* _What the task asks_
From top to bottom, write out the listing exactly and skip every picture.

* _Records for this task_
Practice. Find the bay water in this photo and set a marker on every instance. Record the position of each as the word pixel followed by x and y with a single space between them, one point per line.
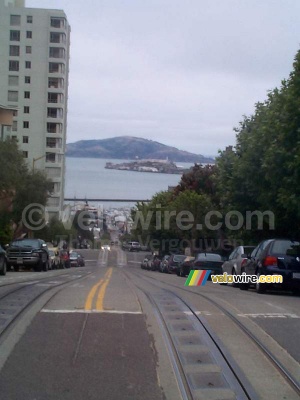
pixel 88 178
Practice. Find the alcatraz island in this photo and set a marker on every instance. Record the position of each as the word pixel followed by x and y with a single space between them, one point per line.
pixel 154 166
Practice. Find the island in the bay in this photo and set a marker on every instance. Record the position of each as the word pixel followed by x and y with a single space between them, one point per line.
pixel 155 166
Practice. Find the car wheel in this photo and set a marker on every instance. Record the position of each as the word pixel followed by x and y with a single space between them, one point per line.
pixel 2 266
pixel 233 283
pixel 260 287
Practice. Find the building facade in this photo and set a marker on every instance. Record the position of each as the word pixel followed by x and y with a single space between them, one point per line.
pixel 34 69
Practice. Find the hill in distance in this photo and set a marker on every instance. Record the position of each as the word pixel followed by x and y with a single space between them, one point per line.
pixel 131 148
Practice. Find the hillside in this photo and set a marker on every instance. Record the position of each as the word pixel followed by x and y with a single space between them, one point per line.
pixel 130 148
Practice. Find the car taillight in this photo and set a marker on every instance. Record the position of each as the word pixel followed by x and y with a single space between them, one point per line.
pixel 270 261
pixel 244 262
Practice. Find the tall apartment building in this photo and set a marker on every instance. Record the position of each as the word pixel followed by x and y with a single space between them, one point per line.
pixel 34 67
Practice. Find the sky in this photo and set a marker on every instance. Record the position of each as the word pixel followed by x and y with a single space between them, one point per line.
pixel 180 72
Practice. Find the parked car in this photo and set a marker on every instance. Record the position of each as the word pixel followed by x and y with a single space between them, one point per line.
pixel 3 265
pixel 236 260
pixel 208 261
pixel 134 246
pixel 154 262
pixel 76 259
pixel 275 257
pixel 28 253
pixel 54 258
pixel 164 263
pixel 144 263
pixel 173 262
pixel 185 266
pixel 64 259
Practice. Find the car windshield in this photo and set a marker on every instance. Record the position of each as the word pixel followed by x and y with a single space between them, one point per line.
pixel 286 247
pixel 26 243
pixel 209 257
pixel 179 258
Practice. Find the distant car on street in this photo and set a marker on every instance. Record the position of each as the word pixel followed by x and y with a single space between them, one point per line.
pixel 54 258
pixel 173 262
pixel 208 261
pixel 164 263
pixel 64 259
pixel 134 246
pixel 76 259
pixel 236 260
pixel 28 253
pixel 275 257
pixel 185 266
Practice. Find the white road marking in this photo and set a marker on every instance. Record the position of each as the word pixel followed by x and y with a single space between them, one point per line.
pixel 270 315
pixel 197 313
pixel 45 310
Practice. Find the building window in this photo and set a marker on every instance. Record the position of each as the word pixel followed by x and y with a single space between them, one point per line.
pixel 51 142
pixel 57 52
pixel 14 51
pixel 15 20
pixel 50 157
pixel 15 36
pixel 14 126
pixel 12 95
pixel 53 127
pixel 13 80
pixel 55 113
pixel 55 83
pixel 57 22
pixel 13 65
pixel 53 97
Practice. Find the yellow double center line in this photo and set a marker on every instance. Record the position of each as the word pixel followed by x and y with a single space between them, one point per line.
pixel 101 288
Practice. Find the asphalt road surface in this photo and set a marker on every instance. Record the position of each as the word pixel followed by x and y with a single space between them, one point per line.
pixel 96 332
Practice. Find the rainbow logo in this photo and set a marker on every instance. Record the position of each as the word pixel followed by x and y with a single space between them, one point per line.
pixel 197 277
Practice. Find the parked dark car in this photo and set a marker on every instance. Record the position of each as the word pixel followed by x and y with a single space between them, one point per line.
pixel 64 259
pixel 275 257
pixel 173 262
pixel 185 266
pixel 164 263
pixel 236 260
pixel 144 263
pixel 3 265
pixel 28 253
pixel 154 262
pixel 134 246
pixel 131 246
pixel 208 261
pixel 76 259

* _Result of the exercise_
Practice. Find the bay water in this photo and set a marker on every instance. Record the position of each as the word pixel followed by x and y with a single space between them, one point per line.
pixel 88 178
Practice. Find the alcatraz island in this photo and set a marker on every instance. Record the position of each as the word pixel followed by x and y with a single space between them, one point per line.
pixel 154 166
Practice. Find the island in the bay in this photo and set a marker on every instance. Record the position of each as the word pixel followed by x and y with a single space between them, one point per line.
pixel 155 166
Practice. Find the car wheel in this photo and set a marker on every instance. Record the position of each as the word pixel followed by x and y with a single space between them, one point per line.
pixel 2 266
pixel 233 283
pixel 260 287
Practice. Find the building facade in this photo and set a marker on every instance. Record the position of each as the word pixel followed by x and y with a single space between them, one point per line.
pixel 34 69
Practice. Find the hill in distance in this photo and set a marker on every instance. Record the position of each as the word pixel followed by x and y with a single space between them, one point per line.
pixel 131 148
Practice. Find the hillside in this photo and set a marker on every instance. Record the position of each as the word pixel followed by x and y with a single space between them, one point per line.
pixel 130 148
Practice. Find the car taillight in this photo and set a marker on every instance. Record the position of each as the word pixel followed by x and y with a single space between them, one point per line.
pixel 270 261
pixel 244 262
Practice. Find the tall apartment building in this photo and set a marker on every instance. Record the position of each as the word pixel followed by x and y with a single space between them, one point per line.
pixel 34 67
Practice. Find the sky in this photo and set a marker on every instance. Record the position of each as the word pixel followed by x and y with a single space between them, one point per line.
pixel 180 72
Practice. Find the parked car in this photo and set a marker on every instance. Record the position of each as the word pixel followed by x and y with a single space between them, one point per line.
pixel 3 265
pixel 236 260
pixel 208 261
pixel 134 246
pixel 154 262
pixel 76 259
pixel 275 257
pixel 28 253
pixel 54 258
pixel 164 263
pixel 144 263
pixel 173 262
pixel 185 266
pixel 64 259
Practice. Find the car windshield in this photo and set a marker on every instance. Record the position of each as the word pixel followed by x and y with a single space between them, one point per line.
pixel 286 247
pixel 26 243
pixel 209 257
pixel 179 258
Practice. Find the distant car on street in this photo and set a marker on every instance. Record the position of each as the word pixel followed by x and y with a single space between them, one point per line.
pixel 54 258
pixel 173 262
pixel 208 261
pixel 164 263
pixel 64 259
pixel 134 246
pixel 76 259
pixel 236 260
pixel 28 253
pixel 275 257
pixel 185 266
Practice. Find the white road marking in this photo and set a marker on every instance. Record the position of each as the word pixel followed by x and y with a single space between them, one point per line.
pixel 270 315
pixel 197 313
pixel 45 310
Practice. Find the building window in this photo and set a marker on every instance. Record the position of each as the word pixel followed by x and y with a single space between them, one point per line.
pixel 51 142
pixel 57 52
pixel 14 51
pixel 15 20
pixel 50 157
pixel 15 36
pixel 14 126
pixel 12 95
pixel 53 127
pixel 13 80
pixel 55 113
pixel 55 83
pixel 57 22
pixel 13 65
pixel 53 97
Practice. Find the yellow double center line in this photo and set a marker on every instance. Record the position of each as the word pixel followed by x and y with a single space between them, one point per line.
pixel 101 288
Practice. Find the asphalt road surface in this photo and set a marker on every instance. Record the position of each as the word pixel followed by x and y with a single space between them, one point per line.
pixel 96 332
Practice. Find the rainbow logo in this photo and set a marker on every instance. Record the position of each as the word pixel followed by x and y with a single space between them, one point per line.
pixel 197 277
Practice. Find the parked dark car in this photo and set a marker on every instance. Record the position of each as the word pixel followed by x and y with a single space between them, one point per line.
pixel 64 259
pixel 275 257
pixel 173 262
pixel 185 266
pixel 164 263
pixel 236 260
pixel 144 263
pixel 3 265
pixel 28 253
pixel 154 262
pixel 134 246
pixel 131 246
pixel 208 261
pixel 76 259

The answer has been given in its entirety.